• Collected data entries:
————

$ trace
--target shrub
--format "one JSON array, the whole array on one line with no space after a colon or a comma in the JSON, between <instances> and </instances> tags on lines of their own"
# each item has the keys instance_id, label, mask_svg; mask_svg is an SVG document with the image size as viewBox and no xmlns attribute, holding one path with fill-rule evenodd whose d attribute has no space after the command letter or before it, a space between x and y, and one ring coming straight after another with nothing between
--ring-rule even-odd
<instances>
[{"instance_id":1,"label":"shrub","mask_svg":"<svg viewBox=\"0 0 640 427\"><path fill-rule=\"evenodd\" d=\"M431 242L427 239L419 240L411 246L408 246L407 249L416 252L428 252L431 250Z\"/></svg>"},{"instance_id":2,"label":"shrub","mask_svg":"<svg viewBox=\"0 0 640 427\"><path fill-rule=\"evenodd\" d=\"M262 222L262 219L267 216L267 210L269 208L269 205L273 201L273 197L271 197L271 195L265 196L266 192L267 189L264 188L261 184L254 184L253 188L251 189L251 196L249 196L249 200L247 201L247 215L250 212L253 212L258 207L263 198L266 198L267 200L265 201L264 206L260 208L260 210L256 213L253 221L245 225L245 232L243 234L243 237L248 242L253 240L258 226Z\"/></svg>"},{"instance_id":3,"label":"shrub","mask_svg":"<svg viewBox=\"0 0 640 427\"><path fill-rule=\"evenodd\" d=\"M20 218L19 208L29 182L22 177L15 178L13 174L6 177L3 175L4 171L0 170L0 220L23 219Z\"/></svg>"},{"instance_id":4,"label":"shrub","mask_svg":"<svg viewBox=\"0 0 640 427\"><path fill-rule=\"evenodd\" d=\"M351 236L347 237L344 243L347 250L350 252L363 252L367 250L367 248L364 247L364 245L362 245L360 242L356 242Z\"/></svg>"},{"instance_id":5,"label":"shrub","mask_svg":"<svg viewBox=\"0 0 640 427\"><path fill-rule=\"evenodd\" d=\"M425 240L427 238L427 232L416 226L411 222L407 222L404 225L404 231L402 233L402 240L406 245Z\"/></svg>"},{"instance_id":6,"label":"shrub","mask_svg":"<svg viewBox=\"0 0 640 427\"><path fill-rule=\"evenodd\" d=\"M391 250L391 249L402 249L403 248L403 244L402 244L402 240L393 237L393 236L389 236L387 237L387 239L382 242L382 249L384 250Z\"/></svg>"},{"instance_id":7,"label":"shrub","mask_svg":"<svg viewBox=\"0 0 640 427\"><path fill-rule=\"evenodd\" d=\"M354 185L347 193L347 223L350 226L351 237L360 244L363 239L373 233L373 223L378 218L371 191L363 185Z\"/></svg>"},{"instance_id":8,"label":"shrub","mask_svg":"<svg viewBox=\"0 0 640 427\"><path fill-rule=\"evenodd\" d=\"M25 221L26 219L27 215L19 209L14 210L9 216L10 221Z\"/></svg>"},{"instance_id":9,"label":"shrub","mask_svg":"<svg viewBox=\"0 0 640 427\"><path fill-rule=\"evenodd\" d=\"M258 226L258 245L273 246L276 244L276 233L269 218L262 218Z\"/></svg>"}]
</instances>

————

• WORK INSTRUCTIONS:
All lines above from the one holding "JSON array, the" to the one holding "# each item", inclusive, are to be copied exactly; no other line is wanted.

• WRITTEN REPLY:
--format "one JSON array, the whole array on one line with no space after a colon or a comma in the JSON, between <instances> and </instances> tags on lines of their own"
# each item has the keys instance_id, label, mask_svg; mask_svg is an SVG document with the image size as viewBox and no xmlns attribute, holding one path with fill-rule evenodd whose d attribute has no space after the command letter or before it, a space between x and y, and one ring coming straight after another with nothing between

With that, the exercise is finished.